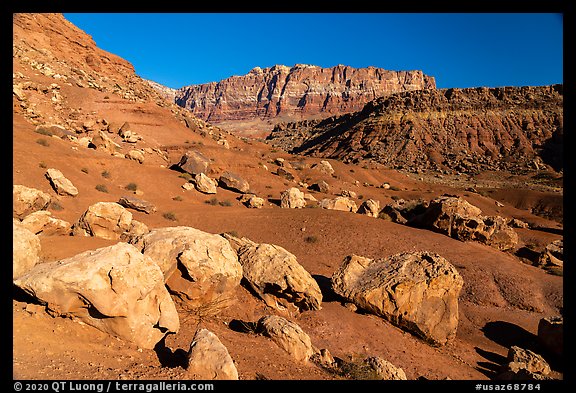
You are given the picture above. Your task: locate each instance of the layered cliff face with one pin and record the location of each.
(296, 93)
(463, 130)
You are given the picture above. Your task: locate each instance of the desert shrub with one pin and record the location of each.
(169, 216)
(102, 188)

= = =

WHAT TO WORK ON
Copy out, word for word, the stretch from the line containing "of the desert" through the end of the material.

EXERCISE RESPONSE
You are given the picture above. Your task: locate each instance of the desert shrub with one pin and record the location of each.
(169, 216)
(102, 188)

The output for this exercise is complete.